Textauszug:
'''
Politthriller "Unterm Radar": German Angst
Terror-Thriller "Unterm Radar" Bomben, Drohnen, Muttertränen
Und dann beugt sich der BKA-Beamte vor, drückt seine Zigarette aus und fragt die ahnungslose Mutter: "Wann hat sich ihre Tochter dem Islam zugewandt?"
Es ist der zentrale Satz von "Unterm Radar"; die Achse, um die herum sich Themen wie Rasterfahndung, Videoüberwachung, Vorratsdatenspeicherung und Folter auffächern werden - und der Augenblick, in dem Elke Seeberg (Christiane Paul) beginnt, an der Unschuld ihrer Tochter zu zweifeln.
In Berlin hat es einen islamistischen Bombenanschlag auf einen Linienbus gegeben. Wir sehen die Explosion aus der verwackelten, aber zeitgemäßen Perspektive zufälliger Aufzeichnungen durch Touristen. Die Bilder kontrastieren auch dramaturgisch mit den gestochen scharfen Überwachungsaufnahmen auf Großbildschirmen, mit denen die Polizei in Echtzeit Elke Seeberg überwacht.
Seeberg ist Richterin und alleinerziehende Mutter. Ihre Tochter Marie (Linn Reusse) hat nicht nur Che Guevara als Poster im Jugendzimmer und einen "Free Tibet"-Aufkleber auf dem Rechner. Sie studiert auch Islamwissenschaften, hat einen arabischen Freund, ist dringend der Beteiligung an dem Anschlag verdächtigt - und seitdem verschwunden.
'''
Bereitgestellte Daten:
'''
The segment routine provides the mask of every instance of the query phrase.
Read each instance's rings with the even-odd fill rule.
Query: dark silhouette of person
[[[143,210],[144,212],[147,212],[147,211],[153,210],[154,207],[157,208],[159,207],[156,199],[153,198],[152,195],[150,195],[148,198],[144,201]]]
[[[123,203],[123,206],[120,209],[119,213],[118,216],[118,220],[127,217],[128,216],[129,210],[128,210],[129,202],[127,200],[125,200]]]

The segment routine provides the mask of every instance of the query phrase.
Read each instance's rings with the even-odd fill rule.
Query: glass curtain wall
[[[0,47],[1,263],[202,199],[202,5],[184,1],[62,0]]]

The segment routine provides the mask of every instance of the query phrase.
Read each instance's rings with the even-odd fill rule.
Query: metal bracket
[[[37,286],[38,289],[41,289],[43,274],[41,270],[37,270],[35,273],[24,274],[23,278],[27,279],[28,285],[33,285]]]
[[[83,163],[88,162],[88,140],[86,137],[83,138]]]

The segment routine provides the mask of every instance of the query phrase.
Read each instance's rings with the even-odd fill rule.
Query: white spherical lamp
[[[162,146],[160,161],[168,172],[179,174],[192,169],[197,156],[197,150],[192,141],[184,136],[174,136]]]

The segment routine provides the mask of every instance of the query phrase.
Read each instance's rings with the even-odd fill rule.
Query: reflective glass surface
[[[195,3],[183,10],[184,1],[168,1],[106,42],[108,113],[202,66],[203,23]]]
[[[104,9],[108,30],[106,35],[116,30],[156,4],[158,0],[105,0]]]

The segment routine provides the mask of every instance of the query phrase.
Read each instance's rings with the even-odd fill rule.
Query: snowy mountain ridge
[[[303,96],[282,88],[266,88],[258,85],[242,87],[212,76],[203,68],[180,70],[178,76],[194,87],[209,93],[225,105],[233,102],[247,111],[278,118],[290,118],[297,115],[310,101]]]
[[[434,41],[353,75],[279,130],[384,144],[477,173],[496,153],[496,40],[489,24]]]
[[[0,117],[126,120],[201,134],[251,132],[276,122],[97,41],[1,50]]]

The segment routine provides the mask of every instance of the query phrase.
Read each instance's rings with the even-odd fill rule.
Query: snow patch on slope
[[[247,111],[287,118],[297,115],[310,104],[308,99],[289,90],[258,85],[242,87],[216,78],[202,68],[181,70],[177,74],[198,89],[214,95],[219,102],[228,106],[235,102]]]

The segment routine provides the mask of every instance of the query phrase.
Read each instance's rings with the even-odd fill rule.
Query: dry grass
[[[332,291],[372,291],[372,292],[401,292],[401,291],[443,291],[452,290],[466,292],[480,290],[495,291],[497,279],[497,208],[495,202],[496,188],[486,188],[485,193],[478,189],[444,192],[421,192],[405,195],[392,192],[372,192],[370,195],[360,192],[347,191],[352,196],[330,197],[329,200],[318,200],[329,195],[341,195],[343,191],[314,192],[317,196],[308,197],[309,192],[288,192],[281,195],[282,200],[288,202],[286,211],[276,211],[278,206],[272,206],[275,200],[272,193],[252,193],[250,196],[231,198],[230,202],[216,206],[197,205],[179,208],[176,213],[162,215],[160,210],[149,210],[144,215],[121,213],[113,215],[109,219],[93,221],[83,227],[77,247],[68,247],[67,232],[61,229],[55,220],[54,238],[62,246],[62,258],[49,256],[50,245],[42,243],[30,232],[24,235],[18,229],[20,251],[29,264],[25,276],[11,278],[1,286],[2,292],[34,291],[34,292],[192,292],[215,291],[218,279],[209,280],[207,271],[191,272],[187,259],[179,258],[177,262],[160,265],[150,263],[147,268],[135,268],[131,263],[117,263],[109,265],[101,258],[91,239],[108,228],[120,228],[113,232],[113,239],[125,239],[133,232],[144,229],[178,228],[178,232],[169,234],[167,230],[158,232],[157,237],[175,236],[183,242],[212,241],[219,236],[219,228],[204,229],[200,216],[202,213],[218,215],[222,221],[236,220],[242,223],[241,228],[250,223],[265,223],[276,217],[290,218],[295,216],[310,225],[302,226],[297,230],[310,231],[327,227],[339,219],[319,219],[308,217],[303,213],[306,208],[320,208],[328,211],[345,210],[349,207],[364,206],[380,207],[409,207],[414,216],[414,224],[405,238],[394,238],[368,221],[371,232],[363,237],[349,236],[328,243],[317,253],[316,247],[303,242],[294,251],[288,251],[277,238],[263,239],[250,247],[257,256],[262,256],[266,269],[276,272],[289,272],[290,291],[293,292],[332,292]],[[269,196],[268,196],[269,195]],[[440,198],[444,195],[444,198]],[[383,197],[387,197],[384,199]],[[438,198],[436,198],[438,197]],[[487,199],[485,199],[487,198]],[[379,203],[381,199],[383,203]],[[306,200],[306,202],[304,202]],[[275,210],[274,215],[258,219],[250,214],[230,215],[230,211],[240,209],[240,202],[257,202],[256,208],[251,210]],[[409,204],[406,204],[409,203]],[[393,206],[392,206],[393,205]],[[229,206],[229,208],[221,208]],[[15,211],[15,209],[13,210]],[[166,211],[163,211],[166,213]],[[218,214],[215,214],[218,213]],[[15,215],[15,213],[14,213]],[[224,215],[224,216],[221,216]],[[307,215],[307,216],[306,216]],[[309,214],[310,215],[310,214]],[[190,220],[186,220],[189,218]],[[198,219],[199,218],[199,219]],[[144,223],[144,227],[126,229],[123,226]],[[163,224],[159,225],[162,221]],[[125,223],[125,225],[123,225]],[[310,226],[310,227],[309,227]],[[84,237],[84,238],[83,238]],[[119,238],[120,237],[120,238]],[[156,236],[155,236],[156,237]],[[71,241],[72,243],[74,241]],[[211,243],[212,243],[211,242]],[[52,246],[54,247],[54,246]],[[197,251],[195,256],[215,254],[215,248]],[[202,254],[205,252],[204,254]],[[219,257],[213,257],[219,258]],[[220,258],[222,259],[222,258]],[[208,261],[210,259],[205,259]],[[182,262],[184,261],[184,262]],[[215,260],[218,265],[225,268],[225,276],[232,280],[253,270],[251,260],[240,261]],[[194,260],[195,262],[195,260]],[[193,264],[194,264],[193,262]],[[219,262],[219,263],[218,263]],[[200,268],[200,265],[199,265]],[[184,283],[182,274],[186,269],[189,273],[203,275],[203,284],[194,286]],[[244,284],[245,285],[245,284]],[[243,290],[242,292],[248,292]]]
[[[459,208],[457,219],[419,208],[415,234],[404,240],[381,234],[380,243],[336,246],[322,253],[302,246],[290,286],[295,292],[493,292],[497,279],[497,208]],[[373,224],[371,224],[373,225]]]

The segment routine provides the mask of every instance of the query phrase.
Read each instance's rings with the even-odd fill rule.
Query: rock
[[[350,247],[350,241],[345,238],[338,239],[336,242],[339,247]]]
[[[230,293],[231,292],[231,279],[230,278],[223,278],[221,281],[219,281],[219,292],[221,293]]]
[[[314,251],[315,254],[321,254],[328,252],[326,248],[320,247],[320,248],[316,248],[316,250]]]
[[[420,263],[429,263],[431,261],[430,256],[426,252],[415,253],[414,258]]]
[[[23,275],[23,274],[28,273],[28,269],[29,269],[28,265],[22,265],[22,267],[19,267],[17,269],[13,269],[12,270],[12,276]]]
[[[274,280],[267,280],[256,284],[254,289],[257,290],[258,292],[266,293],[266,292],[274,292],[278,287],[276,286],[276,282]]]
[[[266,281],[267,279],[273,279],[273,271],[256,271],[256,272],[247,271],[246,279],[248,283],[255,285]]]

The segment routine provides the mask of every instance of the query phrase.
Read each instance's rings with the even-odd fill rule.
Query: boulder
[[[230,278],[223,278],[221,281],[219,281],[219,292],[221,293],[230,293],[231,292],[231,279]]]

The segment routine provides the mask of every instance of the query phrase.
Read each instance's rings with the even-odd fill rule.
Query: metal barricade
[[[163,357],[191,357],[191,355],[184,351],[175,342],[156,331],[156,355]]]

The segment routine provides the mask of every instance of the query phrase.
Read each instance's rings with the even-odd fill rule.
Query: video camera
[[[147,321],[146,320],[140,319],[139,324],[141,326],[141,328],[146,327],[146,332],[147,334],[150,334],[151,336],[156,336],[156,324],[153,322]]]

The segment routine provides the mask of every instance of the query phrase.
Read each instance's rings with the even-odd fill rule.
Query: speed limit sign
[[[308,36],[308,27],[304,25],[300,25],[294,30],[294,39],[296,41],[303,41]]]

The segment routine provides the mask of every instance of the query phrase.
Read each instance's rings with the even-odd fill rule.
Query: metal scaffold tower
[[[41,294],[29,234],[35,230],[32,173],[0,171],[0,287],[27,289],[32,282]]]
'''
Schreib den Textauszug von „In Berlin hat“ bis „Elke Seeberg überwacht.“ noch einmal ab und ersetze dabei „Linienbus“ durch „Reisebus“. Die Daten haben mit dem Textauszug nichts zu tun.

In Berlin hat es einen islamistischen Bombenanschlag auf einen Reisebus gegeben. Wir sehen die Explosion aus der verwackelten, aber zeitgemäßen Perspektive zufälliger Aufzeichnungen durch Touristen. Die Bilder kontrastieren auch dramaturgisch mit den gestochen scharfen Überwachungsaufnahmen auf Großbildschirmen, mit denen die Polizei in Echtzeit Elke Seeberg überwacht.